[TASK DIRECTIONS]
Locate every line in the data below that contains the string "ceiling" and copy each one out, treating uppercase and lowercase as distinct.

[Dataset records]
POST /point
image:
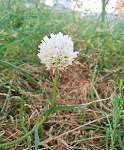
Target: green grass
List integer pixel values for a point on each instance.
(21, 31)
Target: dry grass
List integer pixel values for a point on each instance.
(82, 128)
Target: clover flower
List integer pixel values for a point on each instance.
(56, 52)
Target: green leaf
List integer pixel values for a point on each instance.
(107, 135)
(36, 137)
(120, 141)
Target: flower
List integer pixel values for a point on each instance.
(57, 51)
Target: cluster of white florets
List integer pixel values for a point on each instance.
(57, 52)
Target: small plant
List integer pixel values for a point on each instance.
(117, 107)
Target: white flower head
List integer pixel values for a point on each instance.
(57, 52)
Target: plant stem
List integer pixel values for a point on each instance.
(42, 121)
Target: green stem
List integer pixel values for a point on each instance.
(42, 121)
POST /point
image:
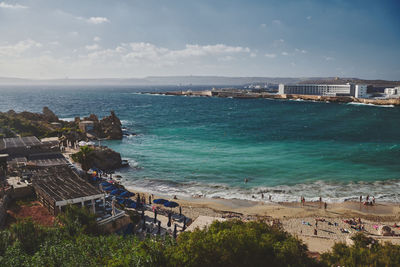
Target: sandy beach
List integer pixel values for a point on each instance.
(299, 219)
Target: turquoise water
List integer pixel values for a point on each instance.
(207, 146)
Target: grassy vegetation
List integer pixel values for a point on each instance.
(81, 156)
(76, 241)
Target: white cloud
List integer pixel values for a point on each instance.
(141, 53)
(301, 51)
(26, 58)
(92, 47)
(11, 6)
(270, 55)
(226, 58)
(97, 20)
(17, 49)
(278, 43)
(276, 22)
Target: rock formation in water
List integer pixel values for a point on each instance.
(109, 127)
(102, 158)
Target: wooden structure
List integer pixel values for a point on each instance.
(58, 186)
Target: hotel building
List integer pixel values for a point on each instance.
(356, 90)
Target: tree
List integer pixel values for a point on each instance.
(236, 243)
(364, 252)
(77, 220)
(28, 234)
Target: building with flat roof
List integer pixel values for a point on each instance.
(355, 90)
(392, 92)
(57, 187)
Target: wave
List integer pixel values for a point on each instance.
(384, 191)
(67, 119)
(371, 105)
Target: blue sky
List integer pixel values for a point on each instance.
(115, 38)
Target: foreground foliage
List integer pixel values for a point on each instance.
(76, 241)
(364, 252)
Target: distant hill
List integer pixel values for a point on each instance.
(374, 85)
(193, 80)
(155, 80)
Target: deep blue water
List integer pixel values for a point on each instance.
(195, 145)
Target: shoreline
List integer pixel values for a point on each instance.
(298, 219)
(391, 102)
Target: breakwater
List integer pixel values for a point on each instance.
(253, 95)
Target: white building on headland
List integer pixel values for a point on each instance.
(393, 92)
(356, 90)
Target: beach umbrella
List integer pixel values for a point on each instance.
(169, 220)
(121, 201)
(144, 225)
(184, 224)
(127, 194)
(105, 184)
(160, 201)
(159, 228)
(175, 231)
(116, 192)
(110, 188)
(128, 201)
(133, 205)
(171, 204)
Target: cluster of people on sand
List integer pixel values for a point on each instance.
(355, 224)
(367, 201)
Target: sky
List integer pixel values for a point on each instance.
(44, 39)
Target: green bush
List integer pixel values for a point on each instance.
(235, 243)
(364, 252)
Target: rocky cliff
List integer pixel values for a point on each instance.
(109, 127)
(102, 158)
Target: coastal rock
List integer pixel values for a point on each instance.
(103, 158)
(49, 115)
(111, 127)
(107, 128)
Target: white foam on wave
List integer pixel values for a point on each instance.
(386, 191)
(371, 105)
(67, 119)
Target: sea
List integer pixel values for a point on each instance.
(199, 146)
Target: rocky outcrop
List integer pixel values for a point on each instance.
(102, 158)
(111, 126)
(107, 128)
(49, 115)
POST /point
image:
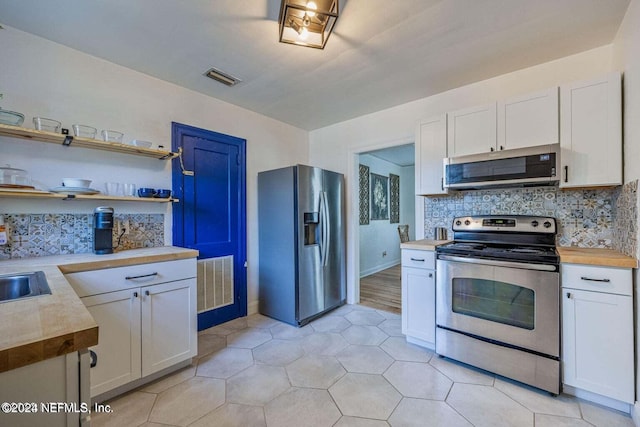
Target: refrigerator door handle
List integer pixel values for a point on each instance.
(325, 228)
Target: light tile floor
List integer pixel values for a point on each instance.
(350, 368)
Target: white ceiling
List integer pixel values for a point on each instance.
(382, 53)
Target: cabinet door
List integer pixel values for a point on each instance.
(169, 328)
(529, 120)
(597, 341)
(431, 149)
(118, 351)
(591, 132)
(472, 130)
(419, 304)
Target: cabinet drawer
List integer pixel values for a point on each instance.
(96, 282)
(419, 259)
(599, 279)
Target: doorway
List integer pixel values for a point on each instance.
(209, 179)
(378, 237)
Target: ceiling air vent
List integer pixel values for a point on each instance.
(222, 77)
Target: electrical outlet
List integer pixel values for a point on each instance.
(123, 226)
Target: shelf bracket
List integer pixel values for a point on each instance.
(68, 139)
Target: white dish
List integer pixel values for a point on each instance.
(76, 182)
(139, 143)
(74, 190)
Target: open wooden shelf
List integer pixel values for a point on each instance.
(25, 194)
(75, 141)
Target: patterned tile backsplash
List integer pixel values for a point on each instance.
(600, 218)
(33, 235)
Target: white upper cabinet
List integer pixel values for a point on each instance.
(528, 120)
(431, 149)
(591, 132)
(472, 130)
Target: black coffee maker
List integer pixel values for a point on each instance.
(103, 230)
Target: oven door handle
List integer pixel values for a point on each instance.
(497, 263)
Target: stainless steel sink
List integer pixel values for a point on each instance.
(23, 285)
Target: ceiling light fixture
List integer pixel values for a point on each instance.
(222, 77)
(307, 23)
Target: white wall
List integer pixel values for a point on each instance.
(381, 237)
(42, 78)
(334, 147)
(627, 58)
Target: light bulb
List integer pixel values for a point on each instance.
(311, 8)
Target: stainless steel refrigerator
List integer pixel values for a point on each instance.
(301, 224)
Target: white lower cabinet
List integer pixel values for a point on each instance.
(419, 297)
(597, 330)
(147, 327)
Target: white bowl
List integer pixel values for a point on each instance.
(76, 182)
(139, 143)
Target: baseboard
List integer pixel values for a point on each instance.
(252, 308)
(377, 268)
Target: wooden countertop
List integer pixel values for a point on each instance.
(424, 244)
(593, 256)
(43, 327)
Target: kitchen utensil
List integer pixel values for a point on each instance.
(440, 233)
(138, 143)
(76, 182)
(14, 177)
(112, 136)
(146, 192)
(129, 190)
(84, 131)
(11, 118)
(74, 190)
(113, 188)
(162, 193)
(49, 125)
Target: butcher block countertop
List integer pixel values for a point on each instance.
(47, 326)
(592, 256)
(424, 244)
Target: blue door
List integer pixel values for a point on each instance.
(211, 215)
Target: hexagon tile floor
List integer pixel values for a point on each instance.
(350, 368)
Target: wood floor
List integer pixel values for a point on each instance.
(382, 290)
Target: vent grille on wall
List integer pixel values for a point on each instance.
(215, 283)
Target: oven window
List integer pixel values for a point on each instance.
(494, 301)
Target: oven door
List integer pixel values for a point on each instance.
(514, 306)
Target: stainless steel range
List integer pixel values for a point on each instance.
(498, 298)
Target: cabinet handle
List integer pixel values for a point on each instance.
(94, 358)
(140, 277)
(588, 279)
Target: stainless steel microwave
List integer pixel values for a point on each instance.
(517, 167)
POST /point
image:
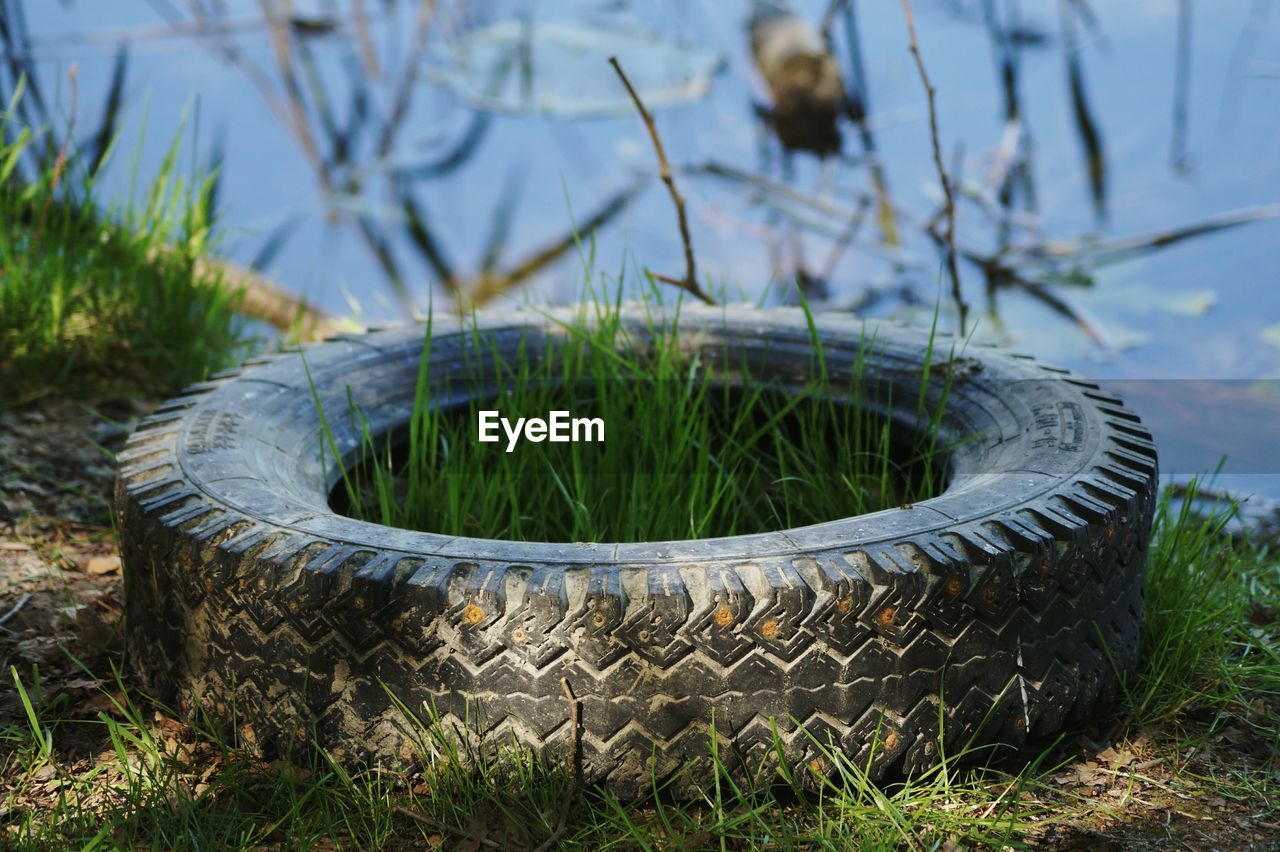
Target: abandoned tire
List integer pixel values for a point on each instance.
(1000, 610)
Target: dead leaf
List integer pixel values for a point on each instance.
(103, 566)
(1115, 759)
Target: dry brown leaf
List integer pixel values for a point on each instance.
(103, 566)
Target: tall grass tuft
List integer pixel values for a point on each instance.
(696, 444)
(101, 302)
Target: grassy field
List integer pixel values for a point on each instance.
(100, 302)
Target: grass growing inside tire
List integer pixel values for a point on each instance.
(695, 445)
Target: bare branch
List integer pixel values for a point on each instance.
(690, 280)
(950, 238)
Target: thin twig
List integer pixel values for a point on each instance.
(690, 282)
(942, 172)
(16, 608)
(574, 761)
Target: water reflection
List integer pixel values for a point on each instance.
(389, 154)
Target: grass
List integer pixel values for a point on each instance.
(1208, 683)
(105, 302)
(695, 444)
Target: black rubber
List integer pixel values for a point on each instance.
(1004, 608)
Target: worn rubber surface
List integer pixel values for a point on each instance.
(1009, 603)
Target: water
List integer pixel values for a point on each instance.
(1179, 141)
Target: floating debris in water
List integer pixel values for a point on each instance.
(561, 69)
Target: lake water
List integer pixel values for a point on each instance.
(376, 159)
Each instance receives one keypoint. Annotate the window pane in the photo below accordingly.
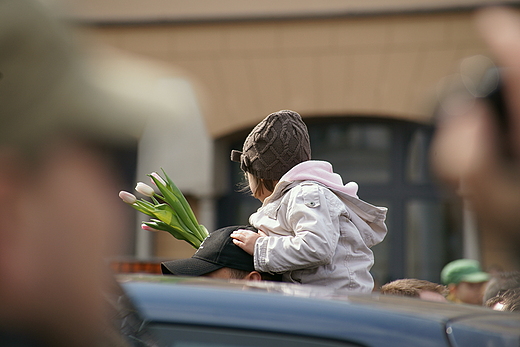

[RESPONSE TO THIS EXERCISE]
Target: white ceiling
Target: ceiling air vent
Target: ceiling light fixture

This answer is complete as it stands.